» **Written exercise 1**:
Identify every line in the entries below that contains the word "water", and copy each of those lines.

» **Text provided**:
##########
If I could send you some money, do you think you could possibly get me a rear brake light center peice like that?


----------



## SlowestRice (Sep 14, 2002)

Check this out. http://www.kadoco.co.jp/member/datan.htm


----------



## Naemus (Oct 28, 2002)

Good ol' Zulfiqar heheh..

Okay, here the 96/96 Sentra (or Sunny) looked like the one Slowest Rice posted. Then the 96-99 Sentras look like the one from the Zulfiqar site.

Of course there were slight variants for the Super Saloon models. They had the first of crystal lights (sorta like the Tsuru's in the States), chrome door handles, chrome grill with vertical fins, chrome nissan emblem on the bonnet and slightly different lights on the rear. 

Subject to correction but I believe all the b14 models pre 97 don't have 02 sensors, or EGR. The ones after may have but I haven't been studious enough to verify although there are about 5 other Sentras at the office I could peek at.

Randall, any word on those window switches, etc...? I put in an e-mail to a contact in TT and he will hopefully shout me back by the end of next week.


----------



## Naemus (Oct 28, 2002)

BTW, did you note in the picture how the JDM spec sunnys have the fricking AC lines at the very top of the engine bay??...makes it hell for intakes since the TB is vertical and the rides are also RHD hence lines are on the passenger side...


----------



## SlowestRice (Sep 14, 2002)
##########
» **Written exercise 2**:
List every feature that the forum thread on Nissan Sentras above gives as a variant of the Super Saloon models.

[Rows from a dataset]
##########
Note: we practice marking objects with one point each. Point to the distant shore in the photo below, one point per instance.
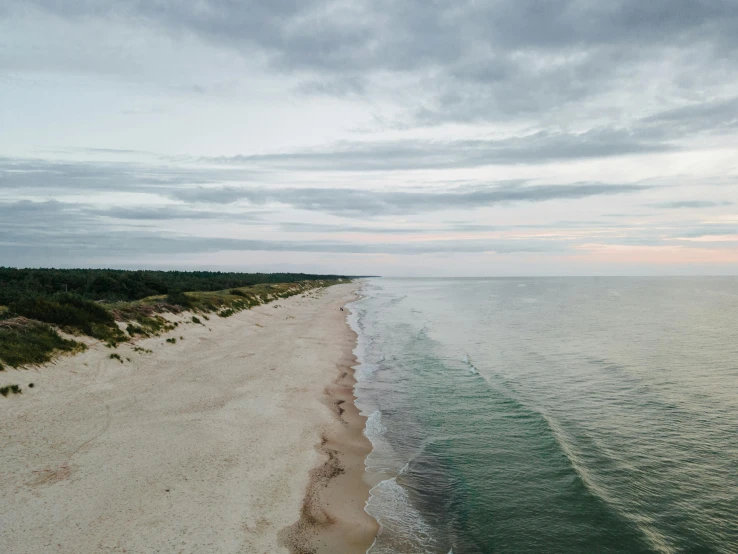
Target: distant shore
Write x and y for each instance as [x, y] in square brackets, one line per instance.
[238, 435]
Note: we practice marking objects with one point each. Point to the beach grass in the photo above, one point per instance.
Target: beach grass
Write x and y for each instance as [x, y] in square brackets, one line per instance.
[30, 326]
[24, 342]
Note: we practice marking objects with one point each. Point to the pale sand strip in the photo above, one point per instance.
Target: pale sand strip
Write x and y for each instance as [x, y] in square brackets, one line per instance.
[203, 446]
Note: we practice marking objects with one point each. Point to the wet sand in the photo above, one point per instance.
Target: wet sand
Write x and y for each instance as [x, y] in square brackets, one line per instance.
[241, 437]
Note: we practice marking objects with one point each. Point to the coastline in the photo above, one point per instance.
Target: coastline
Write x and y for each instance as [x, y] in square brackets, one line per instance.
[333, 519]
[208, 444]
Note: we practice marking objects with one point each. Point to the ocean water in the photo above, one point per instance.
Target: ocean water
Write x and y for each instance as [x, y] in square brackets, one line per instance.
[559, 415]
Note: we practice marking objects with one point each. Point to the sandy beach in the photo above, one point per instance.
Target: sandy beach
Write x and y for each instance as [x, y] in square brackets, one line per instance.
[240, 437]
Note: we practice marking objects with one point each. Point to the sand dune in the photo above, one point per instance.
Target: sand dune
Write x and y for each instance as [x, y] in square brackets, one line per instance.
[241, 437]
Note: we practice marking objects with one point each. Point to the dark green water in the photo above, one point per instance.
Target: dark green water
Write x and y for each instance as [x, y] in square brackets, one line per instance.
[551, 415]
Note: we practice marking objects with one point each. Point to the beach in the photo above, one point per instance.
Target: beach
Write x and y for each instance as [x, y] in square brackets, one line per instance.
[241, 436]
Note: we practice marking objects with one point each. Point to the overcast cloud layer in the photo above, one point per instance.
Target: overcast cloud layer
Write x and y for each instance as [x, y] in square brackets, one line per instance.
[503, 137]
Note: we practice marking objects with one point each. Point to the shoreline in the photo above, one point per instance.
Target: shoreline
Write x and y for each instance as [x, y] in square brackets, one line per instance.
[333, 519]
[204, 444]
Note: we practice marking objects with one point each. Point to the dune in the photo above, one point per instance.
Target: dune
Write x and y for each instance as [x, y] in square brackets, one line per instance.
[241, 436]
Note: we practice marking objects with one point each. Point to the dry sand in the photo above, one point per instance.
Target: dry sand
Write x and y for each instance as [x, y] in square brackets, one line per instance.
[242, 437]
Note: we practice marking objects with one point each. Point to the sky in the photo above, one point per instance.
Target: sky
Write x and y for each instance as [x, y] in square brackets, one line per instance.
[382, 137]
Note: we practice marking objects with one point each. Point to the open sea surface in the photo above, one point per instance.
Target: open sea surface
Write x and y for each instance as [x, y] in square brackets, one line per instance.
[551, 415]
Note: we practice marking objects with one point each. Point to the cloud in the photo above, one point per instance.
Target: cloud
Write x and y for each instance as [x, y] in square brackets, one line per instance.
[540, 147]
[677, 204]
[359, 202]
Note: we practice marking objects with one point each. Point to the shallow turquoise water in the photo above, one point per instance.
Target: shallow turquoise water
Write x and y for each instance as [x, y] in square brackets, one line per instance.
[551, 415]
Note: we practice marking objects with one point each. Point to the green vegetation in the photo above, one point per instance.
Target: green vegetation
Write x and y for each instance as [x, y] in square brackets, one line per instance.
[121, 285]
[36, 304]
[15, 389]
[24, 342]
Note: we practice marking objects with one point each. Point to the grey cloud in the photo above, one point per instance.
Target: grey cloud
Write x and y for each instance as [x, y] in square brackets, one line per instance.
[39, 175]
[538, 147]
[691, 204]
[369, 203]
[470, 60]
##########
» **Final answer 1**:
Note: we practice marking objects with one point each. Point to the ocean water in the photo above, one point per instance.
Target: ocean water
Note: we practice marking objects with one point each. Point to the dark green water in the photo above, one point per instance.
Target: dark green water
Note: we practice marking objects with one point each. Point to the shallow turquoise water in the photo above, one point per instance.
Target: shallow turquoise water

» **Final answer 2**:
Crystal lights
Chrome door handles
Chrome grill with vertical fins
Chrome Nissan emblem on the bonnet
Slightly different lights on the rear